TUJUAN >> Menurut teks tentang partai politik dalam pemilu di bawah ini, berapa jumlah partai yang mengikuti Pemilu 2004?
··· POTONGAN TEKS
Sabtu, 04 April 2009

Partai "Kecil" Menghadang Perubahan Politik

Penyelenggaraan pemilu multipartai sepanjang tahun 1999 hingga 2009 senantiasa membuka kesempatan bagi kekuatan politik non-mainstream untuk memperoleh tempat dalam kontestasi politik. Jika pada era Orde Baru aspirasi politik direduksi ke dalam tiga format politik: agama (PPP), penguasa (Golkar), dan nasionalis (PDI), maka dalam pemilu era Reformasi nyaris tak ada pembatasan ideologi parpol sepanjang tak ”bertentangan” dengan Pancasila.

Dalam tiga kali penyelenggaraan pemilu, tercatat jumlah peserta pemilu mengalami pasang surut. Pemilu 1999 diikuti 24 parpol, kemudian Pemilu 2004 diikuti 48 partai, dan Pemilu 2009 bakal diikuti 38 partai (serta enam partai lokal khusus Nanggroe Aceh Darussalam). Meski peserta pemilu tersebar dalam puluhan partai politik, hasil pemilu menunjukkan kekuatan politik dalam dua dekade terakhir relatif mengumpul pada 3-7 partai ”mapan”. Partai-partai papan atas, meliputi Golkar, PDI-P, dan belakangan diperkirakan Demokrat, turut masuk kelompok ini. Adapun partai ”papan tengah” terdiri atas PPP, PAN, PKS, PKB, dan kini diperkirakan masuk pula Gerindra.
······
··· DATA YANG DIBERIKAN
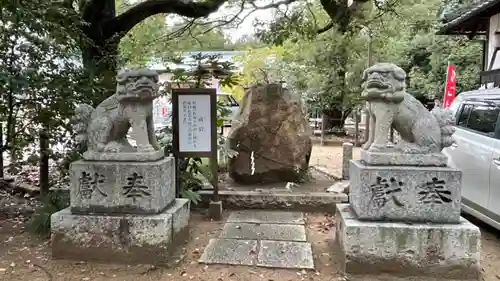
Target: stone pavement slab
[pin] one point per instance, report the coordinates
(230, 251)
(281, 254)
(276, 217)
(286, 232)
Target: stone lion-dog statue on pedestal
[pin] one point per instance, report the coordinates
(422, 131)
(104, 129)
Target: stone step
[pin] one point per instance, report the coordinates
(264, 253)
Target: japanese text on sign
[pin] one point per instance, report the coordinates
(194, 123)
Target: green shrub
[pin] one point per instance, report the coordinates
(55, 201)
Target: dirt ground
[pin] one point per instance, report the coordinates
(23, 258)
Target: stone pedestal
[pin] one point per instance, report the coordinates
(404, 221)
(121, 212)
(441, 251)
(405, 193)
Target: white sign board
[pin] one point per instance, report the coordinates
(194, 123)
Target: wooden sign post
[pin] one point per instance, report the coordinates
(194, 123)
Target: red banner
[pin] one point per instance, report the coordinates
(450, 89)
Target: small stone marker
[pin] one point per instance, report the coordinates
(262, 238)
(276, 217)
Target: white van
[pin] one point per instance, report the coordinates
(477, 153)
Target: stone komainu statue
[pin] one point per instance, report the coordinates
(105, 128)
(389, 105)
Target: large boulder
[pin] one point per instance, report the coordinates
(273, 126)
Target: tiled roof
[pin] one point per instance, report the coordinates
(469, 12)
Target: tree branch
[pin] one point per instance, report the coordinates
(123, 23)
(326, 28)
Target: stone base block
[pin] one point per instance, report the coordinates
(442, 251)
(129, 239)
(402, 159)
(122, 187)
(405, 193)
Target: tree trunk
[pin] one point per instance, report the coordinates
(333, 118)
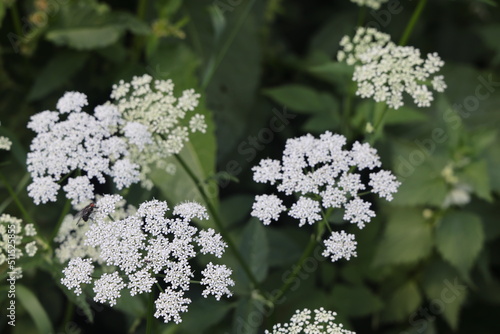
······
JAWABAN LATIHAN >> Pemilu 2004 diikuti 48 partai.